#### DATASET RECORDS
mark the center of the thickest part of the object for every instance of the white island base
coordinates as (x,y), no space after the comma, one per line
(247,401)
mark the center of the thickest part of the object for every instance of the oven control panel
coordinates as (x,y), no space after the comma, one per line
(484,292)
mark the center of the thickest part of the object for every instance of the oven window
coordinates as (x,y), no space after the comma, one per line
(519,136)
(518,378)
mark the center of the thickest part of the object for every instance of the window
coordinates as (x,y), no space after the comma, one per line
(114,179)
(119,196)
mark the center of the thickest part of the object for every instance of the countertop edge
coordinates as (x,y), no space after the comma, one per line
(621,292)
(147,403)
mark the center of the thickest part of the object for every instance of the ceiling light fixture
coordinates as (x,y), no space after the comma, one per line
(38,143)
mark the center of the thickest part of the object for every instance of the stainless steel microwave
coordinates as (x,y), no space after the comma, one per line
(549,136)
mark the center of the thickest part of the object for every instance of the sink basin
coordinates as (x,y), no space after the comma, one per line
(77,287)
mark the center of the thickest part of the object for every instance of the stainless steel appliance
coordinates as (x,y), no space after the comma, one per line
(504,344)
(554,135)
########
> **DIRECTION**: Could you repeat the material from the line containing "the sink basin" through the end of the material, swapping "sink basin" for "kitchen sink" and leaving everything else unchanged?

> **ANSWER BELOW**:
mark the center of the thickest part of the object for every instance of the kitchen sink
coordinates as (x,y), no space after the comma, one per line
(77,287)
mark the center of the thickest part of the object for every instance of the stainless steel appliance
coordinates as (x,y), no space after the comma, one per line
(504,344)
(554,135)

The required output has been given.